= Carlos Rojas Vila =

Spanish writer (1928–2020)

Carlos Rojas Vila (12 August 1928 – 9 February 2020) was a Spanish author, academic, and artist born in Barcelona in 1928. His father was Carlos Rojas Pinilla, a Colombian doctor, who was in turn the younger brother of Gustavo Rojas Pinilla, the 19th president of Colombia. He attended the University of Barcelona, obtaining his undergraduate degree in 1951. He earned his doctorate in 1955 from the University of Madrid with a study on Richard Ford. In 1960 he began teaching at Emory University in Atlanta, Georgia, where he led a distinguished career until his retirement in 1996.

He wrote both non-fiction and fiction, winning awards in both categories. His first novel De barro y esperanza appeared in 1957. In 1959, he was awarded the Ciudad de Barcelona prize for his work, El asesino de César.. He received the Premio Selecciones de Lengua Española for his 1963 work La ternura del hombre invisible, this was followed in 1968 by the Premio Nacional de Literatura "Miguel Cervantes" for the novel Auto de Fe. The Premio Planeta de Novela was awarded to him in 1973 for his biographical novel Azaña, four years later, in 1977, he won the Premio Ateneo de Sevilla for Memorias inéditas de José Antonio Primo de Ribera. His 1979 work El Ingenioso hidalgo y poeta Federico García Lorca asciende a los infiernos won the Premio Nadal, and in 1984 he was awarded the Premio Espejo de España for El mundo mítico y mágico de Pablo Picasso. These last works are all fictionalized biographies, a genre of which he was particularly fond.

His writing has been translated into English, French, German, Hungarian, and several Slavic languages
== Works ==
- 1957 De barro y esperanza (novela)
- 1958 El futuro ha comenzado (novela)
- 1959 El asesino de César (novela)
- 1963 La ternura del hombre invisible
- 1965 Adolfo Hitler está en mi casa (novela)

Records from a data collection:
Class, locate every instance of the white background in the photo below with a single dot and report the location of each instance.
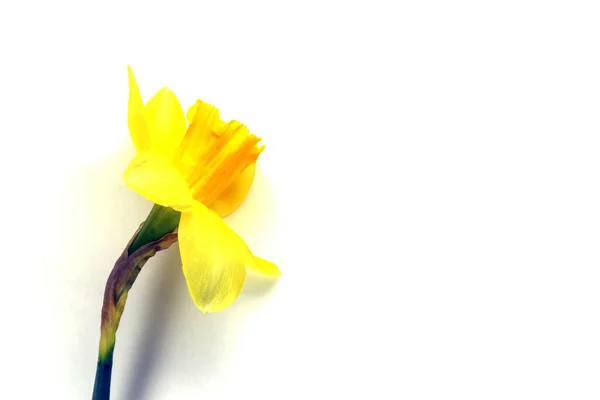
(430, 190)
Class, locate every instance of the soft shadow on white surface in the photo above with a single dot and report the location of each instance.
(161, 327)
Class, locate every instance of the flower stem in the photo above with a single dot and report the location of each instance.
(120, 280)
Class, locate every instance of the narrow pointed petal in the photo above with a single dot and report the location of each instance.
(155, 178)
(234, 195)
(136, 121)
(214, 259)
(166, 122)
(265, 267)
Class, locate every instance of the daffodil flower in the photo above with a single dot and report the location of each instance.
(204, 171)
(195, 174)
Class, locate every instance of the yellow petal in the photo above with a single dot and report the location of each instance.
(214, 259)
(265, 267)
(234, 195)
(204, 125)
(166, 122)
(155, 178)
(138, 128)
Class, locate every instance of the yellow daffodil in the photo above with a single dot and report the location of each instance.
(205, 171)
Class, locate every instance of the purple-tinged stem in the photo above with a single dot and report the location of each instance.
(120, 280)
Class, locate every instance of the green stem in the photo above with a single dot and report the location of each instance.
(156, 233)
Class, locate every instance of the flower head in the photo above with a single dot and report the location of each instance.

§ **Stated task**:
Write the next part of the article on Carlos Rojas Vila, starting right after its last line. This data has no connection to the article on Carlos Rojas Vila.

§ **Task result**:
- 1965 De Cela a Castillo-Navarro: veinte an̈os de prosa española contemporánea (antología)
- 1966 Diálogos para otra España (ensayo)
- 1966 Rei de Roma (en catalán)
- (1967-1969) Maestros Norteamericanos (ensayo)
- 1968 Auto de Fe (novela)
- 1969 El aprendizaje de los sueños en la pintura de Pepi Sánchez (ensayo)
- 1970 Aquelarre (ensayo)
- 1970 ¿Por qué perdimos la guerra? (ensayo)
- 1970 Luis III, el Minotauro
- 1970 Unamuno y Ortega: Intelectuales frente al drama (ensayo)
- 1972 Las llaves del infierno
- 1973 Diez figuras ante la guerra civil (ensayo)
- 1973 Azaña (novela biográfica) Premio Planeta
- 1975 La guerra civil vista por los exiliados (ensayo)
- 1975 Mein Fuehrer, mein Fuehrer! (el libro prohibido) (novela)
- 1977 Memorias inéditas de José Antonio Primo de Rivera (novela biográfica)
- 1977 Azaña / Companys: los dos presidentes (biografía)
- 1977 Machado y Picasso: arte y muerte en el exilio (ensayo)
- 1977 Retratos antifranquistas (biografías)
- 1977 Prieto y José Antonio: socialismo y Falange ante la tragedia civil (ensayo)
- 1978 El valle de los caídos (novela)
- 1979 El Ingenioso hidalgo y poeta Federico García Lorca asciende a los infiernos (novela biográfica) Premio Nadal
- 1979 Guerra de Cataluña
- 1981 La Barcelona de Picasso (ensayo)
- 1984 El mundo mítico y mágico de Picasso (ensayo)
- 1985 El mundo mágico y mítico de Salvador Dalí (ensayo)
- 1988 El jardín de las Hespérides (novela)
- 1990 El jardín de Atocha (novela)
- 1990 Yo Goya (ensayo)
- 1992 Proceso a Godoy (novela histórica)
- 1995 ¡Muera la inteligencia! ¡Viva la muerte! Salamanca, 1936. (ensayo)
- 1995 Alfonso XII de España habla con el demonio (novela)
- 1997 Los Borbones destronados: la biografía humana y política de Carlos IV de España, Fernando VII, Isabel II de España y Alfonso XIII, cuatro monarcas destronados en menos de siglo y medio, pero cuya dinastía recupera siempre la Corona (ensayo)
- 1999 La vida y la época de Carlos IV de España (novela histórica)
- 2000 Puñeta, la Españeta (ensayo)
- 2000 Momentos estelares de la guerra de España (ensayo)
- 2003 Diez crisis del franquismo (ensayo)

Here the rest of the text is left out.